(Data to process Opens)

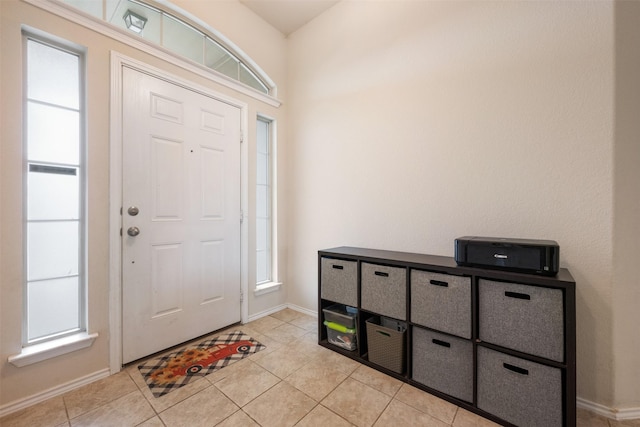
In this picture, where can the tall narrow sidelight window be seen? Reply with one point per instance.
(264, 208)
(54, 190)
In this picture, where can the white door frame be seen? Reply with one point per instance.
(118, 61)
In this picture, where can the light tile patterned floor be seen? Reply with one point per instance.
(309, 386)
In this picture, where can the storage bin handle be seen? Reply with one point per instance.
(439, 283)
(515, 369)
(517, 295)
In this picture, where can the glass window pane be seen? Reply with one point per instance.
(214, 54)
(53, 195)
(263, 169)
(52, 250)
(263, 137)
(262, 201)
(248, 78)
(53, 307)
(47, 65)
(182, 39)
(263, 266)
(53, 134)
(229, 67)
(263, 234)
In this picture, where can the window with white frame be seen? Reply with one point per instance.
(54, 115)
(264, 204)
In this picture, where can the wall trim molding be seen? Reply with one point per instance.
(303, 310)
(58, 390)
(605, 411)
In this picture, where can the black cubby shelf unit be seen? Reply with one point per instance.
(497, 343)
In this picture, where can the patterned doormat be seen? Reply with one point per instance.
(175, 370)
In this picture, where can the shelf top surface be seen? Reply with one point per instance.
(440, 262)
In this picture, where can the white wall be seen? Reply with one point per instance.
(413, 123)
(626, 282)
(256, 38)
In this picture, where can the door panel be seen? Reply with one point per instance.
(181, 170)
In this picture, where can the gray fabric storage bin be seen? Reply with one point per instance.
(384, 290)
(339, 281)
(519, 391)
(386, 345)
(526, 318)
(442, 302)
(443, 362)
(339, 313)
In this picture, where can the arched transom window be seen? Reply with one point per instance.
(175, 34)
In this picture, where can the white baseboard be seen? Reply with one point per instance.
(19, 404)
(265, 313)
(281, 307)
(303, 310)
(605, 411)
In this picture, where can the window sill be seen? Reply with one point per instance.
(266, 288)
(39, 352)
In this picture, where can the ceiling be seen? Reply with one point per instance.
(288, 15)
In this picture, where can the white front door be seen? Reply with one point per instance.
(180, 216)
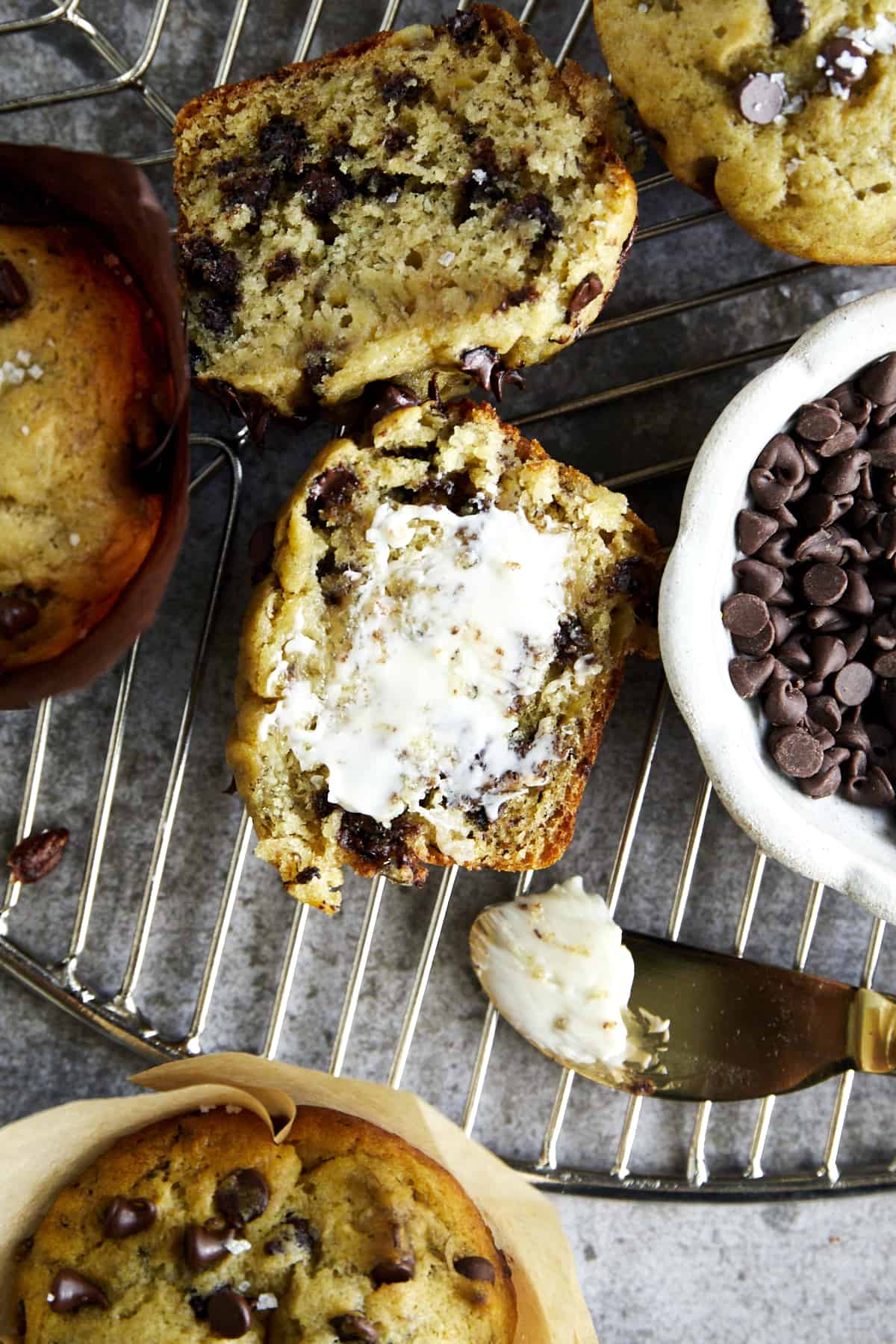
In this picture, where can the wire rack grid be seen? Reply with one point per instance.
(120, 1015)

(Data to process Closes)

Only the pictures are to be left out; repeat everything else in the records above exactly.

Final answer ::
In this picture, where can the tall narrow sidelight window be seen? Reply with one point per instance.
(264, 208)
(54, 190)
In this picture, where can the white door frame be seen? Reply with one point per instance.
(118, 61)
In this picture, where can the light tile patterned floor be seen? Reply with one point per instance.
(309, 386)
In this picture, where can the storage bin handle be seen? Reply with one point per instance.
(439, 283)
(515, 369)
(517, 295)
In this picture, where can the glass window pane be seen? Reply with one point per instance.
(214, 54)
(53, 195)
(263, 169)
(52, 250)
(263, 137)
(262, 201)
(248, 78)
(53, 307)
(47, 65)
(182, 39)
(263, 266)
(53, 134)
(229, 67)
(263, 234)
In this picture, where can the window with white frame be seen? Reply with one point per instance.
(54, 115)
(264, 204)
In this picture, where can the wall trim molding be seen? Reply with one point per instance.
(303, 310)
(58, 390)
(605, 411)
In this picture, where can the black cubby shelf unit be seen? Reply with one point per instance.
(497, 343)
In this picture, where can the patterned doormat be seen? Reply with one point per instance.
(175, 370)
In this picture, where can the shelf top surface be seen? Reply with one point per instance.
(440, 262)
In this picture, where can the white wall be seen? Reply with one point per instance.
(413, 123)
(626, 282)
(256, 38)
In this picture, where can the door panel be seen? Reply with one point per instance.
(181, 170)
In this picture, where can the gray fabric storage bin be seen? Reply with one point per instance.
(384, 290)
(339, 281)
(519, 391)
(386, 345)
(526, 318)
(442, 302)
(443, 362)
(339, 313)
In this picture, where can the arched transom window be seen? Reply with one point per instance.
(175, 34)
In this picture, where can the white baseboard be seen? Reply with one point per instance.
(19, 404)
(265, 313)
(281, 307)
(303, 310)
(605, 411)
In this picture, where can the window sill be seen? Reply with one point per instance.
(266, 288)
(39, 352)
In this picture, where can the ceiling be seen? Reply with one point per instance.
(288, 15)
In this picture, where can the white front door be seen? Reply with one point per instance.
(180, 216)
In this picture, where can the wire rack grid be seen? Reply with one point per instance.
(120, 1015)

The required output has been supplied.